- _Stored records_:
==================================================

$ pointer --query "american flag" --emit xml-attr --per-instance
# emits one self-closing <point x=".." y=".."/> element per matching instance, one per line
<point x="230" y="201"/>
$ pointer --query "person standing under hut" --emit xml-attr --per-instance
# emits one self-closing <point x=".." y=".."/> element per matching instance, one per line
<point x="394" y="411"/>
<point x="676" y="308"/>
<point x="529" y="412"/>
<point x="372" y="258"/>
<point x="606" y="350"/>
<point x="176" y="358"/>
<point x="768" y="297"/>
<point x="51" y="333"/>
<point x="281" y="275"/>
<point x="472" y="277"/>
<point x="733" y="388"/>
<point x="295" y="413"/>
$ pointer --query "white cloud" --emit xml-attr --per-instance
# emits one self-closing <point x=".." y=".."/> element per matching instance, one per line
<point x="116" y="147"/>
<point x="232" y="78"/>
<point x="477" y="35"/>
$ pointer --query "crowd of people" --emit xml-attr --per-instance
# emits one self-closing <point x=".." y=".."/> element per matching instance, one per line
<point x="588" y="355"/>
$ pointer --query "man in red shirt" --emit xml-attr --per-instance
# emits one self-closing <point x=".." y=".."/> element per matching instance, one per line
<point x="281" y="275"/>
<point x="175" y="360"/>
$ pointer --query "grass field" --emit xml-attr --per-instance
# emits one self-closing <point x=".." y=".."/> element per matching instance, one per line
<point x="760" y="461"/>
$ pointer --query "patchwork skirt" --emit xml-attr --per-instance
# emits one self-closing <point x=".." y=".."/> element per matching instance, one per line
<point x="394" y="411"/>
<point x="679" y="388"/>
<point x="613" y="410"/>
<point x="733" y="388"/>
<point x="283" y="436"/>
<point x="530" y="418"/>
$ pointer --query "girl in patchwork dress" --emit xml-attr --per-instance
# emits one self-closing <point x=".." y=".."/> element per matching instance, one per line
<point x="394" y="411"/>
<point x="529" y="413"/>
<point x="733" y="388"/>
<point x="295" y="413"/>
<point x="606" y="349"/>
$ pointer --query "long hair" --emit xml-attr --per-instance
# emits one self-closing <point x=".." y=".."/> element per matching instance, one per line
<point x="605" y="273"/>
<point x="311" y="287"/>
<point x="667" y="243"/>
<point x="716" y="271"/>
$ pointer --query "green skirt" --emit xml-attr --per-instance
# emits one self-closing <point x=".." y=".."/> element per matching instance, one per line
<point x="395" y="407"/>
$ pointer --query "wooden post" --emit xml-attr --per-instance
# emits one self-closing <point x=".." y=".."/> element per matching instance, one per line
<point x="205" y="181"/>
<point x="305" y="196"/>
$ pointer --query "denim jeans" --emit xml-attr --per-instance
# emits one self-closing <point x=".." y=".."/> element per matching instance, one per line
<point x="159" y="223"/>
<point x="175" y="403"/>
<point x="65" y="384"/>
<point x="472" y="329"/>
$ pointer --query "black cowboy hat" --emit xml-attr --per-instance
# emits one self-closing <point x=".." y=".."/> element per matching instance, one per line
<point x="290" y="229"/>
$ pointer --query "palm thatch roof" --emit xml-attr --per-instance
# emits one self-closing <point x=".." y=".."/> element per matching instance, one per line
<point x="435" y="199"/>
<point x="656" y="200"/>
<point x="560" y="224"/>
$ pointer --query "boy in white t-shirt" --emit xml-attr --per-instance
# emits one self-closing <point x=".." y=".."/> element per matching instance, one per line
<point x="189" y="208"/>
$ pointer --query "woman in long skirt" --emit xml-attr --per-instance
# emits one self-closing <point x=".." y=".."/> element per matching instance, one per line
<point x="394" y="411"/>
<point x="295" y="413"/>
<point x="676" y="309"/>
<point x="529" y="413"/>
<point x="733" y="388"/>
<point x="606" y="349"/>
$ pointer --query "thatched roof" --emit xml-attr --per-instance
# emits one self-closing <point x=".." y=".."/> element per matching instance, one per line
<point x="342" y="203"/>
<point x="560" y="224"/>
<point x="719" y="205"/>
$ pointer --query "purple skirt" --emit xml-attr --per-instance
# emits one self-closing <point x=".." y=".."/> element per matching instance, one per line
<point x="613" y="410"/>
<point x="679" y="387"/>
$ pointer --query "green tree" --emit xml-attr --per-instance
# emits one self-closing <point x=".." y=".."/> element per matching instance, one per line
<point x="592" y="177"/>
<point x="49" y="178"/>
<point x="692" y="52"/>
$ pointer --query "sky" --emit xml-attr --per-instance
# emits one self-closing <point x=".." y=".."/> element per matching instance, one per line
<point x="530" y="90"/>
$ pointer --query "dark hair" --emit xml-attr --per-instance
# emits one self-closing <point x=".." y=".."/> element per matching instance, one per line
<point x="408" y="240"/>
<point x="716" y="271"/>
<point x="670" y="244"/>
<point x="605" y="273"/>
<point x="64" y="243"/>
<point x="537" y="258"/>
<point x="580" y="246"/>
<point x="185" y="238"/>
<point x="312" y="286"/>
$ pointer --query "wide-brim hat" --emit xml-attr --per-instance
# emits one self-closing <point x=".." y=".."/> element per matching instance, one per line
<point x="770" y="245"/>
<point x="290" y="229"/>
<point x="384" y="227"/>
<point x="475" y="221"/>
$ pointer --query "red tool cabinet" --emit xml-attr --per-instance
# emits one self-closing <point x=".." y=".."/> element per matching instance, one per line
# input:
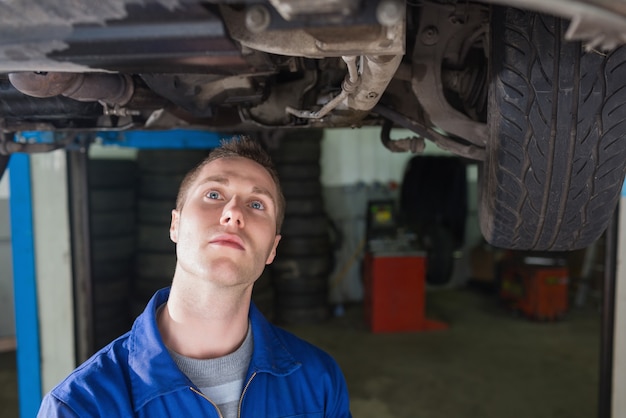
<point x="395" y="292"/>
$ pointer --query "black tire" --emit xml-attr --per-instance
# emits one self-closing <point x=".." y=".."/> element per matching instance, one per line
<point x="112" y="224"/>
<point x="155" y="186"/>
<point x="291" y="172"/>
<point x="168" y="162"/>
<point x="310" y="226"/>
<point x="155" y="238"/>
<point x="286" y="268"/>
<point x="103" y="200"/>
<point x="556" y="152"/>
<point x="111" y="173"/>
<point x="304" y="246"/>
<point x="305" y="206"/>
<point x="155" y="211"/>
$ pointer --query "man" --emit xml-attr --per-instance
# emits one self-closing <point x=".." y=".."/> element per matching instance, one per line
<point x="202" y="349"/>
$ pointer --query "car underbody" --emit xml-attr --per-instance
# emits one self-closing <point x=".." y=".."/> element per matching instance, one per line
<point x="433" y="67"/>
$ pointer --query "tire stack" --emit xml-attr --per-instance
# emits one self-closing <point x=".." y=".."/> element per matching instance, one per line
<point x="112" y="226"/>
<point x="160" y="173"/>
<point x="302" y="266"/>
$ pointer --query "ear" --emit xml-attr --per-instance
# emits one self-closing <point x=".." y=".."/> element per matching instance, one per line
<point x="174" y="225"/>
<point x="272" y="254"/>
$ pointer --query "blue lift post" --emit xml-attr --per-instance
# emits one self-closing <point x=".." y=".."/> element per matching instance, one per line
<point x="23" y="246"/>
<point x="25" y="286"/>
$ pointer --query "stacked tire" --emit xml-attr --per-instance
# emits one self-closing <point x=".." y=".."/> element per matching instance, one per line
<point x="301" y="268"/>
<point x="112" y="229"/>
<point x="160" y="173"/>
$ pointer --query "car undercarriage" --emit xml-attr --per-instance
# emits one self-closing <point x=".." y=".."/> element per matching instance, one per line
<point x="532" y="90"/>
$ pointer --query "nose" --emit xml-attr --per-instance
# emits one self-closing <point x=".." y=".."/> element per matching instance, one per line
<point x="232" y="214"/>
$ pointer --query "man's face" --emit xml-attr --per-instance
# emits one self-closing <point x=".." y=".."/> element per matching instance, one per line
<point x="226" y="229"/>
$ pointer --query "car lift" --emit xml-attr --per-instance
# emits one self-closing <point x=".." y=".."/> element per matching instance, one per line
<point x="48" y="346"/>
<point x="32" y="370"/>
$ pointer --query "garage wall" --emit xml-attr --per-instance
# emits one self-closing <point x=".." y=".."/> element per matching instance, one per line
<point x="356" y="168"/>
<point x="7" y="314"/>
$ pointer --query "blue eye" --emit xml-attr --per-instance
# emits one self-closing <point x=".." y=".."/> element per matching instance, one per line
<point x="257" y="205"/>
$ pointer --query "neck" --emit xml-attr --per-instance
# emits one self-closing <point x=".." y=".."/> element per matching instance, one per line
<point x="204" y="323"/>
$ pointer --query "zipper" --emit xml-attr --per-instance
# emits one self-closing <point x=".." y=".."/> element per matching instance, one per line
<point x="219" y="413"/>
<point x="243" y="393"/>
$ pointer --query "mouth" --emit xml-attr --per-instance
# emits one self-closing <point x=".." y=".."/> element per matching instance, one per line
<point x="228" y="240"/>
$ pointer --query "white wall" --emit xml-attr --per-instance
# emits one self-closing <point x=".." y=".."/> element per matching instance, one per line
<point x="352" y="156"/>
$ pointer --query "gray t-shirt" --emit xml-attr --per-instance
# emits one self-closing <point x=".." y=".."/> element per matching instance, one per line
<point x="220" y="379"/>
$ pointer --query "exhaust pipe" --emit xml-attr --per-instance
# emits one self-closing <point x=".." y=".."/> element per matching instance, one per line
<point x="112" y="89"/>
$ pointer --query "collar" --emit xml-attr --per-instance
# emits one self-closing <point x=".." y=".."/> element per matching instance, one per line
<point x="153" y="372"/>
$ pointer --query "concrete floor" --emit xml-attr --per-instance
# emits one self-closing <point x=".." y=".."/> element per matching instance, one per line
<point x="488" y="364"/>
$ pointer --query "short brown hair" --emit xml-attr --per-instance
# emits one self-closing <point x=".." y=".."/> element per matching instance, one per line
<point x="238" y="146"/>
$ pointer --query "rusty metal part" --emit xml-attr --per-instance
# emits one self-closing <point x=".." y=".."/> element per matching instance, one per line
<point x="11" y="147"/>
<point x="112" y="89"/>
<point x="359" y="93"/>
<point x="470" y="151"/>
<point x="315" y="42"/>
<point x="415" y="144"/>
<point x="444" y="32"/>
<point x="298" y="9"/>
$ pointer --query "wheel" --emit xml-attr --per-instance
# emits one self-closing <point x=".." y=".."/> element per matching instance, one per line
<point x="556" y="153"/>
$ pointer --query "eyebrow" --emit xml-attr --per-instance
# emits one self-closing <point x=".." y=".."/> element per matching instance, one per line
<point x="224" y="180"/>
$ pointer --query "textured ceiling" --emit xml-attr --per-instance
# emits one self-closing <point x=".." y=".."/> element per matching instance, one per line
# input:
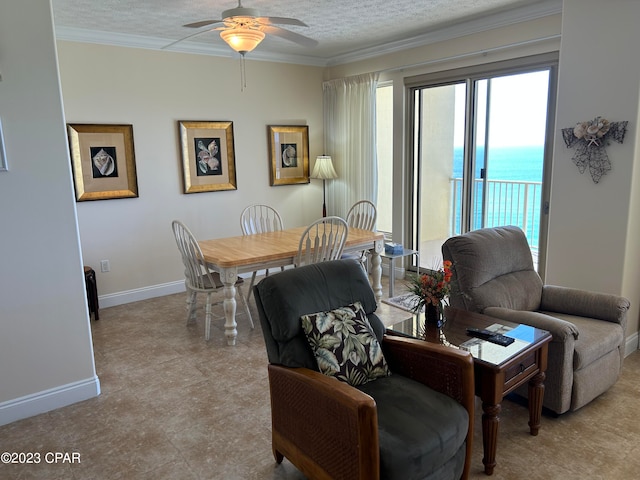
<point x="343" y="28"/>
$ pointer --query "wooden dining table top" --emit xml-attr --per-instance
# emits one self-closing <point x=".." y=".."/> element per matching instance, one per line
<point x="271" y="246"/>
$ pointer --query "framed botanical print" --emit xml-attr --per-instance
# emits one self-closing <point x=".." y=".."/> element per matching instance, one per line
<point x="288" y="154"/>
<point x="103" y="161"/>
<point x="208" y="156"/>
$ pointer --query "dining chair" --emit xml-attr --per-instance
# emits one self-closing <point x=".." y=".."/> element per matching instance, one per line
<point x="323" y="240"/>
<point x="198" y="278"/>
<point x="259" y="218"/>
<point x="363" y="215"/>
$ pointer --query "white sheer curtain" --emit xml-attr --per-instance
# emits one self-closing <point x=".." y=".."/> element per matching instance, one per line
<point x="350" y="139"/>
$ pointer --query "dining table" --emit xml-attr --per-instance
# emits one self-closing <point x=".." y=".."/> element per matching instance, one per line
<point x="231" y="256"/>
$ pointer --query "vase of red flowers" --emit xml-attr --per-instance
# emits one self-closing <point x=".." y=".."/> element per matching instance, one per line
<point x="431" y="290"/>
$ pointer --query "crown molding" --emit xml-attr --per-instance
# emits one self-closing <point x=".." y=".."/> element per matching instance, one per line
<point x="503" y="19"/>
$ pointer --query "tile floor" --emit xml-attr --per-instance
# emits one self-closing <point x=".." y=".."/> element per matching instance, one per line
<point x="176" y="407"/>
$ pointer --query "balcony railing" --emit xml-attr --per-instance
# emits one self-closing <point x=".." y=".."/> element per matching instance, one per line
<point x="508" y="202"/>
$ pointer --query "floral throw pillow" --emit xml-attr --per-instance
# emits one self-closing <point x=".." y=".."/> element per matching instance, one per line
<point x="345" y="345"/>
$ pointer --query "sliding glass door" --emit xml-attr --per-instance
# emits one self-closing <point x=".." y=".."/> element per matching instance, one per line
<point x="479" y="144"/>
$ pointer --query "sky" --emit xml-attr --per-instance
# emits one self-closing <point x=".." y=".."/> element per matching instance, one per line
<point x="518" y="110"/>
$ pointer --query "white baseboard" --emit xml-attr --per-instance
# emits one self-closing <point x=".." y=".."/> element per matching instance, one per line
<point x="144" y="293"/>
<point x="137" y="294"/>
<point x="121" y="298"/>
<point x="48" y="400"/>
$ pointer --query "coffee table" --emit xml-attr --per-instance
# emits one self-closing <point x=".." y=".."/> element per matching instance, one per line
<point x="498" y="370"/>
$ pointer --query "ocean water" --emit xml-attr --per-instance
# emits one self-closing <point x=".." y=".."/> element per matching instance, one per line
<point x="509" y="201"/>
<point x="507" y="163"/>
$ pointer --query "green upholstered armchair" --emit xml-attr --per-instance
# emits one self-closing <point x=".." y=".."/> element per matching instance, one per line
<point x="416" y="423"/>
<point x="493" y="274"/>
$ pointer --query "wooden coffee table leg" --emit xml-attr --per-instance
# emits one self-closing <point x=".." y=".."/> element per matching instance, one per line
<point x="536" y="394"/>
<point x="490" y="423"/>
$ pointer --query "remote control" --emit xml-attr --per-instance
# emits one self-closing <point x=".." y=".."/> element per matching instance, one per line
<point x="490" y="336"/>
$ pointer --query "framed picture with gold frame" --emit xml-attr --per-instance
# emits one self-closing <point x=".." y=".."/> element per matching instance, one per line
<point x="103" y="161"/>
<point x="208" y="156"/>
<point x="288" y="154"/>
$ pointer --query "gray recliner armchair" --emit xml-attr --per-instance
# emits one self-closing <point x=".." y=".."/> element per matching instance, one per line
<point x="493" y="274"/>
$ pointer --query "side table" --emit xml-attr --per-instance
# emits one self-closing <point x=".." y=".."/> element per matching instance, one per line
<point x="392" y="264"/>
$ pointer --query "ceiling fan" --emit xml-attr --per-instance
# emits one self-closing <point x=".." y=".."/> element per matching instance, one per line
<point x="244" y="28"/>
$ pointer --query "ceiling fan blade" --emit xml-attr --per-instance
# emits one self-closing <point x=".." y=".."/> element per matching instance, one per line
<point x="281" y="21"/>
<point x="202" y="23"/>
<point x="289" y="35"/>
<point x="188" y="36"/>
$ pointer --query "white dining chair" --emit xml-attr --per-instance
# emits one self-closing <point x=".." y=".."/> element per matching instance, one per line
<point x="322" y="241"/>
<point x="198" y="278"/>
<point x="259" y="218"/>
<point x="363" y="215"/>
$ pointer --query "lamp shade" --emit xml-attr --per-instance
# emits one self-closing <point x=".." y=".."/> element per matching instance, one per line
<point x="323" y="168"/>
<point x="242" y="40"/>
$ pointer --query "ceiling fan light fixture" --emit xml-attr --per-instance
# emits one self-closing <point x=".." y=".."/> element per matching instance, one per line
<point x="242" y="40"/>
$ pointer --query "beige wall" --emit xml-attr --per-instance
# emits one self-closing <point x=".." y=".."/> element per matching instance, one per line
<point x="46" y="356"/>
<point x="593" y="228"/>
<point x="45" y="343"/>
<point x="152" y="91"/>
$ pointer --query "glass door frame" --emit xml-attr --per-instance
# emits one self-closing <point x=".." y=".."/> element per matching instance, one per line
<point x="468" y="75"/>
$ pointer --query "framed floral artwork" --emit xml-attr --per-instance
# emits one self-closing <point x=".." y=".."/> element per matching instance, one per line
<point x="288" y="154"/>
<point x="208" y="156"/>
<point x="103" y="161"/>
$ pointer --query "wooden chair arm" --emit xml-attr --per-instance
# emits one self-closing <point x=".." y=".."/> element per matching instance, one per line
<point x="444" y="369"/>
<point x="324" y="426"/>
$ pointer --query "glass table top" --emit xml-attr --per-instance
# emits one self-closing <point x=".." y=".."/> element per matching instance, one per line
<point x="454" y="334"/>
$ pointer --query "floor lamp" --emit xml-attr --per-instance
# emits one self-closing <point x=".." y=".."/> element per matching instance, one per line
<point x="323" y="169"/>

==================================================

- _Task directions_: State how many of the rows above contain the string "armchair". Reply with the number alone.

- _Complete answer_: 2